%%
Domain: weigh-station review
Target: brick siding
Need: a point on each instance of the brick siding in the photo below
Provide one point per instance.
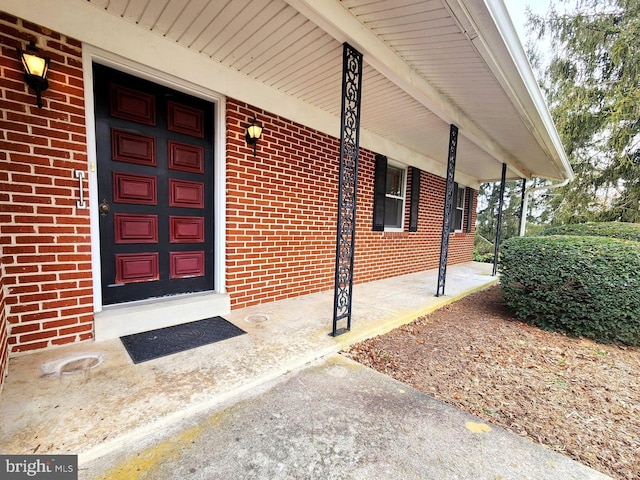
(281, 207)
(281, 215)
(45, 240)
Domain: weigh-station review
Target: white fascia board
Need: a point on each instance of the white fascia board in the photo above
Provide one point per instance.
(93, 26)
(338, 22)
(494, 29)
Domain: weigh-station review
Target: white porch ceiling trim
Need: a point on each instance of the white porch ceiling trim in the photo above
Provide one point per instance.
(332, 17)
(86, 23)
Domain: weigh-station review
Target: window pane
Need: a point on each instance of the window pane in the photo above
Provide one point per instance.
(394, 181)
(459, 197)
(457, 219)
(394, 210)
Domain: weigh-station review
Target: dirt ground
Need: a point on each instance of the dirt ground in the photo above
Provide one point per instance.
(580, 398)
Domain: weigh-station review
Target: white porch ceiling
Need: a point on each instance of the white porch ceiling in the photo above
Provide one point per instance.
(428, 63)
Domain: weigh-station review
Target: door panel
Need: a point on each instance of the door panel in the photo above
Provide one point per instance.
(155, 185)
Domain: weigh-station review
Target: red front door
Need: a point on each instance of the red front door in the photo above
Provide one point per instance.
(155, 188)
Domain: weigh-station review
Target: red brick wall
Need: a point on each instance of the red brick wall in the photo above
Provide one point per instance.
(45, 240)
(4, 338)
(281, 209)
(281, 215)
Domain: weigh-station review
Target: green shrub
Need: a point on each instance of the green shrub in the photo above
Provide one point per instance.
(483, 257)
(582, 286)
(626, 231)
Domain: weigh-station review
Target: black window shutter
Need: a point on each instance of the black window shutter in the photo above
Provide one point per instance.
(379, 193)
(415, 199)
(469, 209)
(454, 210)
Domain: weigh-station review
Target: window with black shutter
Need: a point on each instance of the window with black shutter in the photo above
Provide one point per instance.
(390, 184)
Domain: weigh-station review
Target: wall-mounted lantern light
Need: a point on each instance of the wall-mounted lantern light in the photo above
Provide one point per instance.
(35, 70)
(253, 134)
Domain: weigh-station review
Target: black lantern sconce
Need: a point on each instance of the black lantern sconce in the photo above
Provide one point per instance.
(35, 70)
(253, 134)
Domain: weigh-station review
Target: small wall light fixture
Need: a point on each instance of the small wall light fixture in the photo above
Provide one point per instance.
(35, 70)
(253, 134)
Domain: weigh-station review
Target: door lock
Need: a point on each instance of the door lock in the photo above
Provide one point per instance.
(104, 207)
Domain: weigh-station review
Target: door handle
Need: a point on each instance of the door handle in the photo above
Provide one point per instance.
(104, 207)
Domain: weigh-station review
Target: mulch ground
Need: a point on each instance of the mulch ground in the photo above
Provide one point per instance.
(580, 398)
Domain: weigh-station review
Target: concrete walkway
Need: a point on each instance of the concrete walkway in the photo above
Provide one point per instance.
(155, 406)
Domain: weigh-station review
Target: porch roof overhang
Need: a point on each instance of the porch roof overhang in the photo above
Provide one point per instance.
(428, 63)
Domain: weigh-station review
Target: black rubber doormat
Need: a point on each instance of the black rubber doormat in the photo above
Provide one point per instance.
(166, 341)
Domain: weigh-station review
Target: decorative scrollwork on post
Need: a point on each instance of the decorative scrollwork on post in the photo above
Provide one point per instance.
(496, 247)
(448, 209)
(349, 147)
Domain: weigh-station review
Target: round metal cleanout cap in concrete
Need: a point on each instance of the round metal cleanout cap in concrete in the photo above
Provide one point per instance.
(256, 318)
(79, 363)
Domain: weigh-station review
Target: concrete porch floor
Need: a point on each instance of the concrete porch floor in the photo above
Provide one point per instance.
(93, 412)
(275, 403)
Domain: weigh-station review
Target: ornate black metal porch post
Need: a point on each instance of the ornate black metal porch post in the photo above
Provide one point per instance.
(349, 146)
(499, 225)
(448, 207)
(523, 214)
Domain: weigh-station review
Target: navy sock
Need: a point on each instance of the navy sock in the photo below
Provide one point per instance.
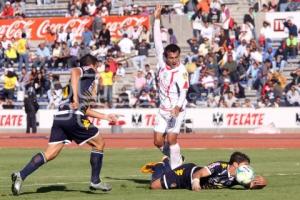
(159, 170)
(167, 165)
(96, 165)
(36, 161)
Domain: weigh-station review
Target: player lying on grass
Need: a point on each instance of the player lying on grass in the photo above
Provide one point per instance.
(190, 176)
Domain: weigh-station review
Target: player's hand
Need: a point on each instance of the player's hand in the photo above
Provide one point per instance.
(196, 185)
(259, 182)
(112, 118)
(157, 12)
(175, 112)
(74, 105)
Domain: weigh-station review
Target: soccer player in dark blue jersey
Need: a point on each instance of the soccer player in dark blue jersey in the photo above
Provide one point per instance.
(71, 123)
(218, 174)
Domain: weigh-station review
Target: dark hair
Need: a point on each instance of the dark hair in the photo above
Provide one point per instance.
(238, 157)
(88, 60)
(171, 48)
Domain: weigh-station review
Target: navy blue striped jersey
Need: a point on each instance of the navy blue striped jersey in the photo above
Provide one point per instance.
(86, 87)
(219, 178)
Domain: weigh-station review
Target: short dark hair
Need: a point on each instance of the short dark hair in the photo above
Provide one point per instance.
(171, 48)
(238, 157)
(88, 60)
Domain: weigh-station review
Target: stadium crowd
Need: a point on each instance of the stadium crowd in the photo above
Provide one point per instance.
(225, 59)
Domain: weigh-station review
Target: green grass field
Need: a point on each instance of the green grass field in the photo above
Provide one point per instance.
(67, 177)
%%
- Description of the task:
In the copy you write, the data above must appear exactly, with no pictures.

- Exercise result:
Domain: weigh-station review
Target: brick siding
Need: a point on each instance of the brick siding in the photo below
Provide one point per instance.
(281, 207)
(281, 215)
(45, 240)
Domain: weigh-station review
Target: white fascia board
Need: a point on each instance of the white fascia board in the photo above
Provide one point per instance.
(93, 26)
(338, 22)
(494, 29)
Domain: weigh-station review
Target: white porch ceiling trim
Need: a point on each instance of the white porch ceiling trim in the photo above
Provide one point per instance.
(332, 17)
(86, 23)
Domain: weigh-station review
Target: window pane
Need: a point on each instance of the window pane in the photo above
Provide one point per instance.
(394, 181)
(459, 197)
(457, 219)
(394, 210)
Domain: weigh-station review
Target: dirt ground
Need: a point on each instance of the dirt ground in the photo above
Provide one point per instance.
(580, 398)
Domain: weigh-station review
Target: white porch ceiling
Need: a point on each instance of the white porch ceiling in the photo above
Provide one point per instance.
(428, 63)
Domain: weigh-station review
Target: door panel
Need: a point on each instance of the door panel in the photo above
Provide one point per instance.
(155, 185)
Domain: weigh-station review
Target: red front door
Need: a point on each instance of the red front door in the photo above
Provide one point per instance.
(155, 188)
Domain: weigh-station review
Target: red brick wall
Need: a point on each instance of the red brick wall in the photo above
Provide one point per instance.
(45, 240)
(4, 338)
(281, 209)
(281, 215)
Domain: weigh-station review
Target: green shrub
Need: a point on each instance of the green shrub in the photo above
Provide one point per instance.
(483, 257)
(582, 286)
(626, 231)
Domain: weigh-station review
Target: black window shutter
Need: a point on each instance of the black window shutter in the photo above
Provide one point per instance.
(379, 193)
(415, 199)
(469, 209)
(454, 210)
Domain: weigh-station review
Target: window with black shutter
Need: a point on each instance of the window with black shutter in the photo above
Provide one point per instance.
(390, 184)
Domain: weigh-station review
Target: wall-mounted lantern light
Need: a point on each instance of the wall-mounted lantern light in the photo above
Provide one point per instance.
(35, 70)
(253, 134)
Domain: weigh-station review
Target: black lantern sconce
Need: a point on each instance of the black lantern sconce in the photo above
Provide one point per instance.
(35, 70)
(253, 134)
Domain: weigh-station review
Target: small wall light fixture
Need: a point on each instance of the small wall light fixture in the photo above
Provide one point per instance.
(35, 70)
(253, 134)
Domain: weigh-station review
Target: door lock
Need: a point on each instance of the door lock in the photo above
Provide one point per instance.
(104, 207)
Domain: weigh-station review
Target: door handle
Need: a point on each instance of the door handle in the photo above
Provide one point per instance.
(104, 207)
Domain: weigh-station review
Target: mulch ground
Need: a point on each instance of the mulch ground in the photo above
Provide one point per instance.
(580, 398)
Domain: weigh-station review
Target: concrete walkway
Need: a point on each instance of the concrete walkway in the photo above
Provide one point per instance.
(155, 406)
Domain: weigh-station review
Target: porch roof overhang
Need: a point on each instance of the porch roof overhang in the photo above
Provide one point per instance.
(428, 63)
Domain: weigh-station review
Target: black rubber doormat
Need: a point on each instance of the black rubber doormat in the photo above
Provide one point per instance.
(166, 341)
Domain: weigh-station review
Target: decorative scrollwork on post
Need: a point on each instance of the decorative scrollwork on post in the photo above
Provide one point per instance.
(496, 247)
(448, 209)
(349, 147)
Domain: weigh-station review
Target: round metal cleanout cap in concrete
Need: a point on each instance of the round metal cleanout cap in concrete in the photo above
Provide one point per instance.
(256, 318)
(79, 363)
Domain: weigh-station review
Target: concrete porch floor
Need: a point on each instance of the concrete porch floor in the photo above
Provide one point per instance.
(93, 412)
(275, 403)
Domain: weigh-station review
Target: ornate black metal porch post
Need: a point on each instance of the ornate black metal porch post in the photo above
Provide one point per instance.
(349, 146)
(499, 225)
(448, 207)
(523, 214)
Domain: weigh-station review
Target: navy sock
Need: a point on each instance of the navy sock in the photo below
Provide one point per instance.
(159, 170)
(167, 165)
(96, 165)
(36, 161)
Domain: weigh-station review
Target: player lying on grass
Need: a point on each instance of the player lying on grass in the photo above
Provide one point per instance.
(190, 176)
Domain: weigh-station review
Target: player's hand
Need: a point on each instance of the player's hand in the photo above
Provide one point per instance.
(196, 185)
(259, 182)
(112, 118)
(157, 12)
(175, 112)
(74, 105)
Domain: weigh-station review
Target: soccer player in dark blue jersey
Need: a point on each instance of the soccer player in dark blue jersey in the photo above
Provide one point per instance.
(71, 123)
(218, 174)
Domain: weigh-station review
Target: dark hair
Need: a point on each instance of the dark hair in the photo above
Provide one point per instance.
(238, 157)
(88, 60)
(171, 48)
Domain: weigh-station review
Target: navy blue striped jersey
Need: a point on each instance of the navy blue striped jersey in the photo above
Provide one point per instance.
(86, 87)
(219, 178)
Domain: weigh-station review
Target: short dark hair
Need: a point on each instance of the short dark hair in the photo above
Provide one point per instance.
(171, 48)
(238, 157)
(88, 60)
Domain: weigh-station review
Target: stadium crowd
Need: a point on each instance of the stadium crowd in the photo above
Provide one point per instance.
(225, 59)
Domain: weigh-station review
Target: green grass field
Need: a point on each instance of the green grass field in the photo above
Provide one point per instance.
(67, 177)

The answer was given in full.